── Selected excerpt ──

# Ponds



## fishly (Jan 25, 2011)

Do any of you have ponds? How are you keeping your fish warm during the wintertime?


----------



## Bettawhisperer (Oct 1, 2010)

WARM? if they are goldies or koi they hibernate. I have a pond with Koi and all types of goldfish and I don't worry about the winter time they do what comes natural.


----------



## fishly (Jan 25, 2011)

Oh. I thought when they sank to the bottom and didn't move they were cold. I guess they were trying to hibernate. Thanks.


----------



## funlad3 (Oct 9, 2010)

Just don't let the pond freeze through. The fish will be sleeping with themselves and your yard will smell for weeks in springtime.


----------



## fishly (Jan 25, 2011)

Thanks.


----------



## PostShawn (Dec 22, 2009)

───
── Recorded information ──

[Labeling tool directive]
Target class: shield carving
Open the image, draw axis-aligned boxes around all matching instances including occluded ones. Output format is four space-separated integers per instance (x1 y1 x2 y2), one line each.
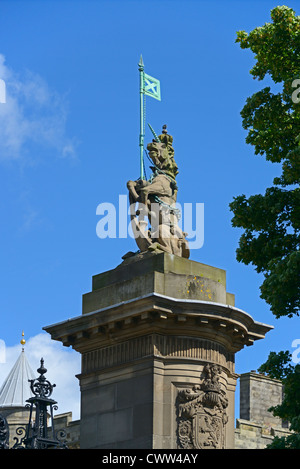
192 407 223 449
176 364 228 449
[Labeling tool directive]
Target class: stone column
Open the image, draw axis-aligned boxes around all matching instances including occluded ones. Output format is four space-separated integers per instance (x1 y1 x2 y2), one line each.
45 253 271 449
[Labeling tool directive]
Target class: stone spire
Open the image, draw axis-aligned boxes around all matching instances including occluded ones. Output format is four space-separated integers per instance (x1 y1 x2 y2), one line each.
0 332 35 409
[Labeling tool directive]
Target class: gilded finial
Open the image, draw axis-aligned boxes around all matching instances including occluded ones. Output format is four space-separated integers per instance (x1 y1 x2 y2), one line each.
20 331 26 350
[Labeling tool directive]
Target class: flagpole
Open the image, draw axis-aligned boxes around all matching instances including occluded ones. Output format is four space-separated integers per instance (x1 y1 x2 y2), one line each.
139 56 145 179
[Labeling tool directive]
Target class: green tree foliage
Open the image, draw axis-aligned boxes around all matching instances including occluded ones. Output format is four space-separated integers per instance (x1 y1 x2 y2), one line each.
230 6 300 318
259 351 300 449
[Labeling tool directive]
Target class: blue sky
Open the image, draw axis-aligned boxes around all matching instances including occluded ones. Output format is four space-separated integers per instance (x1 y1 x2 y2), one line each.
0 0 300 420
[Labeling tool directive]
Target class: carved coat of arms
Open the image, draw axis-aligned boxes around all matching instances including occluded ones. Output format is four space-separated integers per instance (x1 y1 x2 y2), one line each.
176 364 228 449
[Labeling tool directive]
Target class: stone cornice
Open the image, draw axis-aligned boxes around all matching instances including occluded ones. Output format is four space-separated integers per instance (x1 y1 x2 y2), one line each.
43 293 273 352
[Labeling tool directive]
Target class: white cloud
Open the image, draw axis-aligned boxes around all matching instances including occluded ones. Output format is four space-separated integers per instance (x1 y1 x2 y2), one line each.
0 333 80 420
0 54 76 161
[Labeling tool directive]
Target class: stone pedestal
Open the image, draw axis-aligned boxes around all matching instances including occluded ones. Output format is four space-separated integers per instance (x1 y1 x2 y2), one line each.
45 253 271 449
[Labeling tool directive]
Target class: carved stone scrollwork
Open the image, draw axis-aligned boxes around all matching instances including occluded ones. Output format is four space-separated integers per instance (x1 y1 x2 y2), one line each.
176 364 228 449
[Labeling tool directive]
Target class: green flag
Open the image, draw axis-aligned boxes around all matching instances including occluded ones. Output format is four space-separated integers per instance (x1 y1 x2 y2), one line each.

───

:: To do ::
A. Answer these questions from the pond thread:
(i) What kinds of fish does Bettawhisperer keep in the pond?
(ii) What did fishly think it meant when the fish sank to the bottom and didn't move?
(iii) What does funlad3 say not to let the pond do?
B. Write out the pond thread word for word, from "Oh. I thought" down to "weeks in springtime.".
The records stand apart from the pond thread.

:: The solutions ::
A.
(i) Koi and all types of goldfish.
(ii) That they were cold.
(iii) Freeze through.

B.
Oh. I thought when they sank to the bottom and didn't move they were cold. I guess they were trying to hibernate. Thanks.


----------



## funlad3 (Oct 9, 2010)

Just don't let the pond freeze through. The fish will be sleeping with themselves and your yard will smell for weeks in springtime.